--- start of Data lines ---
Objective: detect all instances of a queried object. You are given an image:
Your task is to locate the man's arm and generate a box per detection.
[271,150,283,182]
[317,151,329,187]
--- end of Data lines ---
--- start of Data lines ---
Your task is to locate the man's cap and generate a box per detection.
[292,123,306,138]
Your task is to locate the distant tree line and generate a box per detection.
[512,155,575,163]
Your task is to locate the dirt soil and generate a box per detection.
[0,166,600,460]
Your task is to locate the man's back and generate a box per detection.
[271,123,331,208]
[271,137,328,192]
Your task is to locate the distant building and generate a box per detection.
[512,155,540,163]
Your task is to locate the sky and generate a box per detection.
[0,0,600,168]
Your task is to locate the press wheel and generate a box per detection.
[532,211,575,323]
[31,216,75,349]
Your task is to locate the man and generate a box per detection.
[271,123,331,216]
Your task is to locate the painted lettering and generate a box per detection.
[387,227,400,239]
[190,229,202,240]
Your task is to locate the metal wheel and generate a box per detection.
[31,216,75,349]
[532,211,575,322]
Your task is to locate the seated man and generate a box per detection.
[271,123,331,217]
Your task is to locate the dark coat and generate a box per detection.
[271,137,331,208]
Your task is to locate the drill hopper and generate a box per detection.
--- end of Data lines ---
--- start of Data lines ---
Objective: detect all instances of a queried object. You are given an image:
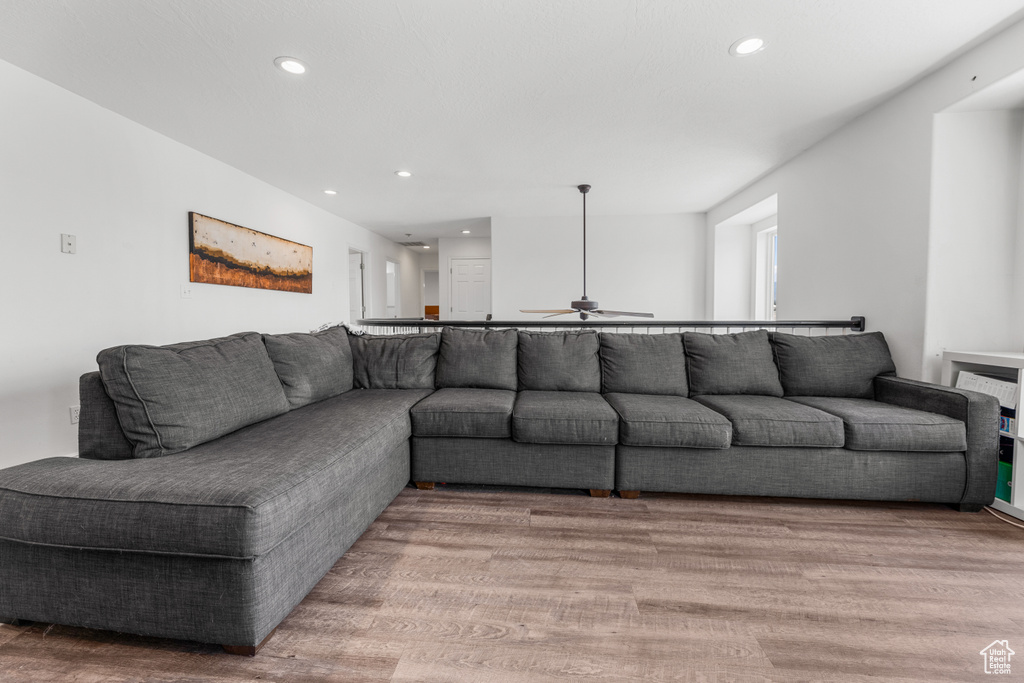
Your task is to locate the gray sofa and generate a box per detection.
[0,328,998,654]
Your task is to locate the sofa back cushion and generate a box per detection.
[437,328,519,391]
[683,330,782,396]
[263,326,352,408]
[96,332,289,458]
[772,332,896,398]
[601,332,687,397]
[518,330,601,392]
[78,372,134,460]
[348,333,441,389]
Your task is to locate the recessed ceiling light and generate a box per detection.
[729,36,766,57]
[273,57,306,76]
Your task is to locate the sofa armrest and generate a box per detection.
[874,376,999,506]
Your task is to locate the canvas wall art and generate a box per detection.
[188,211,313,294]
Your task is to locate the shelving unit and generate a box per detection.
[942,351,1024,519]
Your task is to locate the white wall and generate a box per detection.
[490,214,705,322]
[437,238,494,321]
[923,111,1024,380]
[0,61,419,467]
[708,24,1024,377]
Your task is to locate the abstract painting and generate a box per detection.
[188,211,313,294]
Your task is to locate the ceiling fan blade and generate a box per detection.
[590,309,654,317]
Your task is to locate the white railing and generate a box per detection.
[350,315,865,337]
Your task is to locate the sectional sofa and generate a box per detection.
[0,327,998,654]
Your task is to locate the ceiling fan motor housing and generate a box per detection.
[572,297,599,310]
--- end of Data lines ---
Copy every line in the records above that contains the string "white". Treat uppercase and lowercase letters as distinct.

- _Finished task_:
Your task is to locate the white wall and generate a box per detection.
Your task is to locate the white railing and generate a box per detection.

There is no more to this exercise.